_Tasks for this exercise_
[a] Reproduce the passage on China's trade measures against the US between "Some context: This" and "does just that.", inclusive.
[b] Resume the passage on China's trade measures against the US, picking up after its final sentence.

_Quoted passage_

## Start

The move came less than 24 hours after China’s Ministry of Commerce unveiled its plans to create an “unreliable entities list” of foreign companies operating in China (see Friday’s Tip Sheet).
The official reason given for the investigation was the rerouting of Huawei packages – sent from Japan and bound for China – to the US.
Our take: It’s still unclear whether FedEx will be placed on the new blacklist, but at this stage we doubt it. For now, it seems that authorities are *just* trying to send a message.
Wang Shouwen commented on the Fedex investigation at his press conference on Sunday (see previous entry), calling it “understandable.”
Other MofCom offcials have elaborate on what will get a company on the blacklist (NBD):
- Taking discriminatory actions against Chinese companies, such as refusing to sell goods to them
- Backpedaling on contacts without commercial reasoning
- Inflicting material damage on a Chinese company
- Posing a threat to national security
Get smart: The Chinese government will have wide latitude to put companies on the list. That means that this already very ugly trade war could get a lot uglier.
Washington Post: Chinese trade negotiator defends FedEx probe, warns firms against hurting Chinese companies
Driving the Day
3. China’s latest round of tariffs go into effect
The hits just keep on coming. To sum up the events in just the past three days, the Chinese government:
- Unveiled a new “unreliable entities list” targeting foreign companies
- Announced an investigation into FedEx
- Released a white paper slamming the US negotiation tactics
But that’s not all: On Saturday, the most recent round of retaliatory tariffs also went into place, according to the Customs Tariff Commission of the State Council (ECNS):
- “The tariffs of 25 percent, 20 percent and 10 percent were imposed on 60 billion U.S. dollars’ worth of American exports to China, said the statement.”
- “This action was in response to the U.S. raising tariffs on 200 billion U.S. dollars’ worth of Chinese goods from 10 percent to 25 percent.”
Some context: This wasn’t a surprise – China announced these tariffs in early May after the US further raised tariffs on Chinese imports.
Get smart: All of these actions – especially the tariffs and the new entities list – are meant to be reactive and proportionate. In other words, the government wants to be seen as matching US actions – not necessarily turning up the heat further.
Get smarter: China may not want to be turning up the heat, but this spate of concerted, coordinated actions does just that.

## End

_Given information_
## Start

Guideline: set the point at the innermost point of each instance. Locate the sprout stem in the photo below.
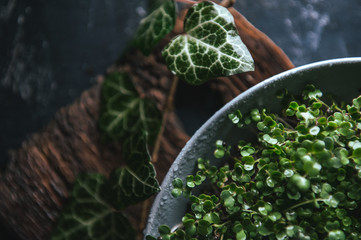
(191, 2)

## End
## Start

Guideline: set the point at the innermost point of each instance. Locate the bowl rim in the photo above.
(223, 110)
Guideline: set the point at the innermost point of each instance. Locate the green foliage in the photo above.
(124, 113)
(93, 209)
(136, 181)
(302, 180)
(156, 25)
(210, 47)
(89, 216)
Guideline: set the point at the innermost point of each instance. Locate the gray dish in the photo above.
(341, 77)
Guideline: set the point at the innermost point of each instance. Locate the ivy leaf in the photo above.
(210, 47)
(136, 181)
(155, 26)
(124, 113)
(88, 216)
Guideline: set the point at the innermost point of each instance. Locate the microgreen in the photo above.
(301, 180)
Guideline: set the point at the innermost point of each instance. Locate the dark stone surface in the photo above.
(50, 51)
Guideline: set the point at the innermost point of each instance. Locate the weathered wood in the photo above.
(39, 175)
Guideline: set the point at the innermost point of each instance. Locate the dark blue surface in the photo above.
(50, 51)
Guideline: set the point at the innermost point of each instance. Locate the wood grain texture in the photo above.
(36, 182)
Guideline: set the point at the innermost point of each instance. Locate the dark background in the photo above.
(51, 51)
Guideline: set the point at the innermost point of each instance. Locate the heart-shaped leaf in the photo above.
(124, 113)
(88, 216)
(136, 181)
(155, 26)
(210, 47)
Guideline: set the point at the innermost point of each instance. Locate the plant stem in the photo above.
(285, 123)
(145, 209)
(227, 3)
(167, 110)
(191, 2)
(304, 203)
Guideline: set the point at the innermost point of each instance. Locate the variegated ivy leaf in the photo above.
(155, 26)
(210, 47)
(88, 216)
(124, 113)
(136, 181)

## End

_Answers below_
[a]
Some context: This wasn’t a surprise – China announced these tariffs in early May after the US further raised tariffs on Chinese imports.
Get smart: All of these actions – especially the tariffs and the new entities list – are meant to be reactive and proportionate. In other words, the government wants to be seen as matching US actions – not necessarily turning up the heat further.
Get smarter: China may not want to be turning up the heat, but this spate of concerted, coordinated actions does just that.

[b]
ECNS: China’s additional tariffs on $60 bln worth of U.S. products take effect
Finance & Economics
4. PBoC claims more bank takeovers are not on the cards
On Sunday, the central bank (PBoC) released yet another Q&A on its takeover of Baoshang Bank.
Some context: Ever since the PBoC first announced the takeover on May 24, speculation has grown that Baoshang may be the first among many.
The PBoC wanted to put those fears to rest (PBoC):
- “Recently, some people in the market have worried about whether other institutions will be taken over.”
- “Please rest assured that there are no such plans at present.”
- “If any institution needs liquidity support or increases in capital, those can be carried out in a completely market-oriented way.”
The PBoC also emphasized that the takeover is being pursued in accordance with the law:
- “Taking over a commercial bank is a very solemn and cautious action.”
- “[It is done] only when a commercial bank appears in the situation identified by Article 64 of the Commercial Bank Law, [which states that a] ‘commercial bank is having or may have a credit crisis, which seriously affects the interests of depositors.’”
The PBoC also underscored that the main shareholder of Baoshang – Tomorrow Holdings – had been using a large portion of the bank’s funds illegally, leaving depositors at risk and necessitating official action.
The central bank’s argument: This is an extraordinary case, so don’t expect a bunch more of these cases.
Politics & Policy
5. Xi gathers every official in the country for study campaign launch
On Friday, Xi kicked off the Party’s new “Stay true to the Party’s founding mission” study campaign.
This campaign is a big deal. The kick-off meeting was attended by every single high-ranking official in the Party-state apparatus.
Xi, sounding a bit like a retail politician, reminded his colleagues to serve the people:
- “People have different backgrounds in the world’s most populous country, but the aspirations they hold are shared: a job that supports their family, a safe community to live, a fair chance to develop themselves, a better environment, and the ability to give their children a better future.”
- “Seeking happiness for the Chinese people and rejuvenation of the Chinese nation is the fundamental driving force behind the heroic fight of generations of CPC members.”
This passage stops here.